- WHAT IS ASKED: Look below for the line with "Task: Where can the baseboard", and from there restate every line word for word until the entries end.

## Start SOURCE RECORDS

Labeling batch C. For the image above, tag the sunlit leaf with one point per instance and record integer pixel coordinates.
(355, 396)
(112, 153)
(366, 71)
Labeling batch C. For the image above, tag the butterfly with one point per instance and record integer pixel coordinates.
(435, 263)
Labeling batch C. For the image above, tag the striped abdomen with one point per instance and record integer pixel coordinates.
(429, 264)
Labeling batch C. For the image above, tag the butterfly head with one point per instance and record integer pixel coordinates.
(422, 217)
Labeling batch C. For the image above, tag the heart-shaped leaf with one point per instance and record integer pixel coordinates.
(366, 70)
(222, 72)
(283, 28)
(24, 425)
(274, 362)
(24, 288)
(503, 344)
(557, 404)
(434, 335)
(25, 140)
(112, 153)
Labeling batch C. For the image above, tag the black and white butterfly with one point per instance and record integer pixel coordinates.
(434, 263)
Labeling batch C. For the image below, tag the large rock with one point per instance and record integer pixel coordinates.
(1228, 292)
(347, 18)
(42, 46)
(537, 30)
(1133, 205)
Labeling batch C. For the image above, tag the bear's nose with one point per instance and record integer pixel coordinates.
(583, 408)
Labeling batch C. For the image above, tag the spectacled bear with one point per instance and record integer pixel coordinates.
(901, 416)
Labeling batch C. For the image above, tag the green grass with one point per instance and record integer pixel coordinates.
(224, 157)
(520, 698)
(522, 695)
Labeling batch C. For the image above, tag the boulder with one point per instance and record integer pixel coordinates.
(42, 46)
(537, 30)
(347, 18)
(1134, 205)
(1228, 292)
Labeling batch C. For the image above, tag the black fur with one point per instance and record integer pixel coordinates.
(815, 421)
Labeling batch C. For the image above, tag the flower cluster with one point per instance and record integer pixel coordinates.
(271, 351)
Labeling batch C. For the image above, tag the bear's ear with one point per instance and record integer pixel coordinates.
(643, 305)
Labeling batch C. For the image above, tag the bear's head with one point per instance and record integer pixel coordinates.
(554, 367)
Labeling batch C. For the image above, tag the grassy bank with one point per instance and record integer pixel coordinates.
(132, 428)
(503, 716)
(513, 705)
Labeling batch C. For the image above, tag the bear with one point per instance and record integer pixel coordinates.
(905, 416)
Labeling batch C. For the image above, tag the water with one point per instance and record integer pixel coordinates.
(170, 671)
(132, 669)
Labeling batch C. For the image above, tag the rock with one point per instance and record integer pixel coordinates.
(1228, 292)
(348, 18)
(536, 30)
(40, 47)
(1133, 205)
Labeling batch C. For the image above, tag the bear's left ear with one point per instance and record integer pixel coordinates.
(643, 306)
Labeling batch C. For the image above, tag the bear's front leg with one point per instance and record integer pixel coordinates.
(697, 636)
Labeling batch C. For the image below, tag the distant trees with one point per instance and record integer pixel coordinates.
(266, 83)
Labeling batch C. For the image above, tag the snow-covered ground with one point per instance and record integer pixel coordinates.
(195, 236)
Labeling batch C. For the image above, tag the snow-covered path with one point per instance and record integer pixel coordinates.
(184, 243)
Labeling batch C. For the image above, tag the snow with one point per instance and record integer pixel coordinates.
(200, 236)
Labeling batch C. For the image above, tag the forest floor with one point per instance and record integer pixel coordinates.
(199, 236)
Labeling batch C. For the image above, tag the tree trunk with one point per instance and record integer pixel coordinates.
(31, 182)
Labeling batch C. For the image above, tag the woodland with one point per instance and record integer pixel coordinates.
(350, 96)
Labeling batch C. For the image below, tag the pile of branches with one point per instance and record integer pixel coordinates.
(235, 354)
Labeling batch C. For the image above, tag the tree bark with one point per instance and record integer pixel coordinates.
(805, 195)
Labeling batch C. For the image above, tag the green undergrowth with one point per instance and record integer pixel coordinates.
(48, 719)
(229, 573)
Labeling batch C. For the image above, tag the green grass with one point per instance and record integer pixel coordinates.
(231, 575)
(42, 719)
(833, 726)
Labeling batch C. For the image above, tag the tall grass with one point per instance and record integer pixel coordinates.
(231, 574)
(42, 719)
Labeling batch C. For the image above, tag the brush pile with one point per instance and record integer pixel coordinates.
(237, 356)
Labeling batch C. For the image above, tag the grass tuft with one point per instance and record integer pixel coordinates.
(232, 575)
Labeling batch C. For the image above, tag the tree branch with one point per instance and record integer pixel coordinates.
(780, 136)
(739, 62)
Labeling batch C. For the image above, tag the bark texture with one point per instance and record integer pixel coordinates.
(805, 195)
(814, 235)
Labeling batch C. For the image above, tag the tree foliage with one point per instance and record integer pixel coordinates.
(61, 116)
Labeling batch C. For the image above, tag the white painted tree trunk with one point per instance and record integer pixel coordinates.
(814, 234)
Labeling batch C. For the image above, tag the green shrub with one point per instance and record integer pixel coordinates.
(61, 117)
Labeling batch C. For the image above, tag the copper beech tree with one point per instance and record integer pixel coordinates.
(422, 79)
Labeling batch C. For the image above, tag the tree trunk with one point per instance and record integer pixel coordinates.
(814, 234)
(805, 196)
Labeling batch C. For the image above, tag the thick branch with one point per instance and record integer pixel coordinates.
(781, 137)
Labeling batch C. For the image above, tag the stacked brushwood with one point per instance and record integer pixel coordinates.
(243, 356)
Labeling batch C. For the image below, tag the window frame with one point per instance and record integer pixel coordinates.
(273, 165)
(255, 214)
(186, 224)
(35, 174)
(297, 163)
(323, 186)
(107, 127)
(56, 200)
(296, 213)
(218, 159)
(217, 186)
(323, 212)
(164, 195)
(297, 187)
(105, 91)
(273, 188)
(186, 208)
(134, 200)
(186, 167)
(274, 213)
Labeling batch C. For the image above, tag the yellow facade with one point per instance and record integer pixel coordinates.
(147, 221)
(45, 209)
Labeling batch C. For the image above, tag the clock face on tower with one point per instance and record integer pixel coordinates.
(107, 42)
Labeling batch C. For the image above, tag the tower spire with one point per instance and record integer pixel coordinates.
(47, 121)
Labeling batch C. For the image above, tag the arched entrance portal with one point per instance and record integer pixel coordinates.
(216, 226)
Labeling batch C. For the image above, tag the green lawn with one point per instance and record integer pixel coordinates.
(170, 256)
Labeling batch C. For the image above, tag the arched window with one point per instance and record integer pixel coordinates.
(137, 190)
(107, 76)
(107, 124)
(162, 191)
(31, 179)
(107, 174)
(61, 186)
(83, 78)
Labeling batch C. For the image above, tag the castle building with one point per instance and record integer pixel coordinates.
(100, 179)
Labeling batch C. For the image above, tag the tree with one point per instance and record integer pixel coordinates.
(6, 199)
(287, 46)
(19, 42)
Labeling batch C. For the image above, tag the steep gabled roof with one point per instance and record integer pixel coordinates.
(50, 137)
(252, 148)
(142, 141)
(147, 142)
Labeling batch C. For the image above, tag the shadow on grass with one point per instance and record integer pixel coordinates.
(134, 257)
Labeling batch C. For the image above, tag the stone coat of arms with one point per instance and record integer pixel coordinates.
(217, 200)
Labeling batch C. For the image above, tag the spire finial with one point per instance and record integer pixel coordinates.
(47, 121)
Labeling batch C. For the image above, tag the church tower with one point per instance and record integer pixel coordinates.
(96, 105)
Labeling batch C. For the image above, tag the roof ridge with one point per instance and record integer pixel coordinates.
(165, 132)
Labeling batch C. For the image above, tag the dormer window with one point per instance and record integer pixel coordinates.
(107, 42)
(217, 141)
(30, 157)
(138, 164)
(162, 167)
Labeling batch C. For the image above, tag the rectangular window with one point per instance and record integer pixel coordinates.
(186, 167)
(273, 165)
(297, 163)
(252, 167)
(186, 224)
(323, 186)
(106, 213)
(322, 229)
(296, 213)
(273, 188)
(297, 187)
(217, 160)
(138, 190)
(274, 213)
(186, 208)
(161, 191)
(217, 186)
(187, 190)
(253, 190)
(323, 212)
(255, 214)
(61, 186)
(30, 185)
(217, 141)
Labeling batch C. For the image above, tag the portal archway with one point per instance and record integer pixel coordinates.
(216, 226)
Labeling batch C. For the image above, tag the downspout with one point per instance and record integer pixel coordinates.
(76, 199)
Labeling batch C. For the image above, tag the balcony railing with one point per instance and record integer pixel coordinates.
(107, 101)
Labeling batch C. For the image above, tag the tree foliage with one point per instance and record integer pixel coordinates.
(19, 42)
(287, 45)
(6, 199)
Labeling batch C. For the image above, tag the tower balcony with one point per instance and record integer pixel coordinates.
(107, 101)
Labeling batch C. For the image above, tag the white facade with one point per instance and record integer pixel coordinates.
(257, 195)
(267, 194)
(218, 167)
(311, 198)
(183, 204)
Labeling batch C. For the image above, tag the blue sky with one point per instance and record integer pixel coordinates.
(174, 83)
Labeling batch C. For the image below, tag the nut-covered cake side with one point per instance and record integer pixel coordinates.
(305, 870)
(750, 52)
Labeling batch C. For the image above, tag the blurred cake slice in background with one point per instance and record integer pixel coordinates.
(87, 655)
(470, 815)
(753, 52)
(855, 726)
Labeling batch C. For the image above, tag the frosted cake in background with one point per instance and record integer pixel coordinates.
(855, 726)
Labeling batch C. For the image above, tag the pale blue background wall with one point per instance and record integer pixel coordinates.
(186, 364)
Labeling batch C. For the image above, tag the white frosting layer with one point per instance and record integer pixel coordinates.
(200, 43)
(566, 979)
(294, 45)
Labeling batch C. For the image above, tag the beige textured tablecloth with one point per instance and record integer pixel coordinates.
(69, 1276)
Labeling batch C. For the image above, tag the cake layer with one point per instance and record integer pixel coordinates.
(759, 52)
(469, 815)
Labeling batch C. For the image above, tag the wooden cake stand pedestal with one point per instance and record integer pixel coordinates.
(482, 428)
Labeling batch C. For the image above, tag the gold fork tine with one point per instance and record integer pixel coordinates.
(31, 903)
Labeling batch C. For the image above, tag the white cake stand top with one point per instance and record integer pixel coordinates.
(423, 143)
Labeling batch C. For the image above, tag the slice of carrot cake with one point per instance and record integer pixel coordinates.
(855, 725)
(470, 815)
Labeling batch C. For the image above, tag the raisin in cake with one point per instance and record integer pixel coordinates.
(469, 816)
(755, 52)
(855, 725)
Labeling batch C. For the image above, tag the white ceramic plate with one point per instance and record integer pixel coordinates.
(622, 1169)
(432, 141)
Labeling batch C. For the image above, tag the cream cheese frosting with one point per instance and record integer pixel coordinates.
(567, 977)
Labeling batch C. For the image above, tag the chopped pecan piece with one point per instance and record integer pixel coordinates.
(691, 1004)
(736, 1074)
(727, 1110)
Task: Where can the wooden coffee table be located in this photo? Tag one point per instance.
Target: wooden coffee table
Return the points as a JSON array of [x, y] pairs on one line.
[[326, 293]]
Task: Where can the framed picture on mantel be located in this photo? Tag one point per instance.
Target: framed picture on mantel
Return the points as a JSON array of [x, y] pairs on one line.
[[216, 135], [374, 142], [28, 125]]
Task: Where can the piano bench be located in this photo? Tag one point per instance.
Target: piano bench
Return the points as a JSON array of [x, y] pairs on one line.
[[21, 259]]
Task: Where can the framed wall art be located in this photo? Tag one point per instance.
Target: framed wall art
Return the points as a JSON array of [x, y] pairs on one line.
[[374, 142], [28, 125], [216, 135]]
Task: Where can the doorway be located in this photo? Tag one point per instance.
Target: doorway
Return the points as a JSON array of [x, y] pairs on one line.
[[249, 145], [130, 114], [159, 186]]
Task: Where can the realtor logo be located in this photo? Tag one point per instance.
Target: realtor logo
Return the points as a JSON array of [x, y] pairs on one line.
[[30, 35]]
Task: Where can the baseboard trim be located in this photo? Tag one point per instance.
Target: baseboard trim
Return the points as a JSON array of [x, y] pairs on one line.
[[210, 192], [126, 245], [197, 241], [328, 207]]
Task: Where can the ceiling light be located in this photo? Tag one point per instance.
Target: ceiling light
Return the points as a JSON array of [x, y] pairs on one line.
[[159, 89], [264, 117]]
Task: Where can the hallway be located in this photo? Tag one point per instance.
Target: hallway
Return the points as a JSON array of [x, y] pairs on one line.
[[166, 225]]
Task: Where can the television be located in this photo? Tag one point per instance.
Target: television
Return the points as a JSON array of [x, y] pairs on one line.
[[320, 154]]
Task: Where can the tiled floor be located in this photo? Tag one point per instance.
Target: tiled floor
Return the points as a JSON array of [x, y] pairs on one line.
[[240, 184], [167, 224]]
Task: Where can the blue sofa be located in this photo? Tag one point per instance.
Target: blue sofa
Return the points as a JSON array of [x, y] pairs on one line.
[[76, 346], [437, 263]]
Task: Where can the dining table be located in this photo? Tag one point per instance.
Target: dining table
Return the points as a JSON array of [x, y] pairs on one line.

## End SOURCE RECORDS

- ANSWER IN FULL:
Task: Where can the baseboard trim be located in this photo? Tag one point per instance.
Target: baseboard trim
Return the points as a JSON array of [x, y] pairs on one line.
[[210, 192], [126, 245], [197, 241], [328, 207]]
Task: Where can the ceiling light be located in this photo? Tag one point per instance.
Target: ceiling light
Return the points as a JSON array of [x, y] pairs on one line.
[[159, 89], [264, 117]]
Task: Where can the hallway be located in this photo? Tag one point per instance.
Target: hallway
Return the points as a JSON array of [x, y] pairs on one line.
[[166, 225]]
Task: Where can the television be located in this photo? Tag one point per instance.
Target: television
Return the points as a JSON array of [x, y] pairs on one line.
[[320, 154]]
Task: Where can the tiled floor be located in this photo? Tag one point per instance.
Target: tiled floor
Return the points as a JSON array of [x, y] pairs on one line.
[[240, 184], [167, 224]]
Task: Where can the blue sofa be located in this photo? Tag one point per instance.
Target: blue sofa
Return the points as a JSON array of [x, y] pairs on one line.
[[76, 346], [437, 263]]
Task: Where can the dining table be located in this photo? Tag one point per instance.
Target: dining table
Return the points as a JSON array of [x, y] pairs on one line.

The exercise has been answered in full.